• **TASK TO COMPLETE**:
Nothing but the lines from the one that contains "Task: point: the stone pedestal" through the end of the data should be reproduced, and each must match exactly.

Dataset entries:
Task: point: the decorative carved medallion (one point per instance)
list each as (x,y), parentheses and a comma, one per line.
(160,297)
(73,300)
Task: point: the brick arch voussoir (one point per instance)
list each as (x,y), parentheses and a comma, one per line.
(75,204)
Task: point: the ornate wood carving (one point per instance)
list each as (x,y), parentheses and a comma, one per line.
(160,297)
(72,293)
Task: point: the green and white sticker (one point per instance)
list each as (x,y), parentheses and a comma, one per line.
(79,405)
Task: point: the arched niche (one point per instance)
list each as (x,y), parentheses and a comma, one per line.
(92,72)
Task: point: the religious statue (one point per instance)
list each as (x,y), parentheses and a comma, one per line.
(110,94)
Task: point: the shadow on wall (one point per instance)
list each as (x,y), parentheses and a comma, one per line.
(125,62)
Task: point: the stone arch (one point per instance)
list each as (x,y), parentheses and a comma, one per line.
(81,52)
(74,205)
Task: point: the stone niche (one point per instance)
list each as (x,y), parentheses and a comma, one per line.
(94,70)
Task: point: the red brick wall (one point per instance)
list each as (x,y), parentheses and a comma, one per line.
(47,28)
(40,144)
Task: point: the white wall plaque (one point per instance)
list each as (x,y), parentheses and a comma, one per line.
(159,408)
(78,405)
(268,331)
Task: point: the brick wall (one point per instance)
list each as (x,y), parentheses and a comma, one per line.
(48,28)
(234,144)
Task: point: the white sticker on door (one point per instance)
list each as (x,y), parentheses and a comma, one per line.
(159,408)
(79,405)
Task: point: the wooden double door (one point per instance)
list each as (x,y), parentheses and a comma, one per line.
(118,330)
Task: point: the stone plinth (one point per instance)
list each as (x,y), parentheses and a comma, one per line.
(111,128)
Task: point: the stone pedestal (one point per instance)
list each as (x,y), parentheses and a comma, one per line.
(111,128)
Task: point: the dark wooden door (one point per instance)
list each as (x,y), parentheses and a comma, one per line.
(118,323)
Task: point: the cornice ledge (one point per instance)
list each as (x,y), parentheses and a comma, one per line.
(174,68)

• **RESULT FOR THIS EXERCISE**:
Task: point: the stone pedestal (one point per instance)
list each as (x,y), parentheses and a comma, one per line.
(111,128)
Task: point: the dark wooden door (one point per instance)
list each as (x,y), parentheses and a comma, one per line.
(118,323)
Task: point: the cornice ledge (one point per instance)
list each as (x,y), parentheses and a comma, one per line.
(174,68)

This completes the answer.